-- BEGIN LISTING --

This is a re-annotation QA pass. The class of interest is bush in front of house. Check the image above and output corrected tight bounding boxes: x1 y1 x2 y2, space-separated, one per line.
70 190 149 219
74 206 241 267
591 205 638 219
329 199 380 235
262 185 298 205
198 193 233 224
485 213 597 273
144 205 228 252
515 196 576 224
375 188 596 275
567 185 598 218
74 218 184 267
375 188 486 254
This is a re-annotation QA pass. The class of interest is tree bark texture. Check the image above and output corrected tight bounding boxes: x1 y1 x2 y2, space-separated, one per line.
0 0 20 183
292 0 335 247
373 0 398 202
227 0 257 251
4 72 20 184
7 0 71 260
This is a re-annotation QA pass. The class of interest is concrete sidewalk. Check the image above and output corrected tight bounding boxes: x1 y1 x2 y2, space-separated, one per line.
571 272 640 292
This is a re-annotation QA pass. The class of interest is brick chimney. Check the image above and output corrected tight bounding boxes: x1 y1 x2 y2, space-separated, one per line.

-- END LISTING --

◆ **PROBLEM**
Could you print the records from the very beginning up to and including the line containing "375 188 486 254", reproducing every line without any change?

◆ **WRITTEN ANSWER**
This is a re-annotation QA pass. The class of interest is bush in front of house. Check the image above and output corrected tight bounding boxes: x1 y1 x2 y2, space-separated, one per line.
70 190 149 219
74 206 241 267
591 205 638 219
329 199 380 235
262 185 298 205
198 193 233 224
485 213 597 273
144 205 228 252
515 196 576 224
375 188 596 275
567 185 598 218
74 218 184 267
375 188 486 254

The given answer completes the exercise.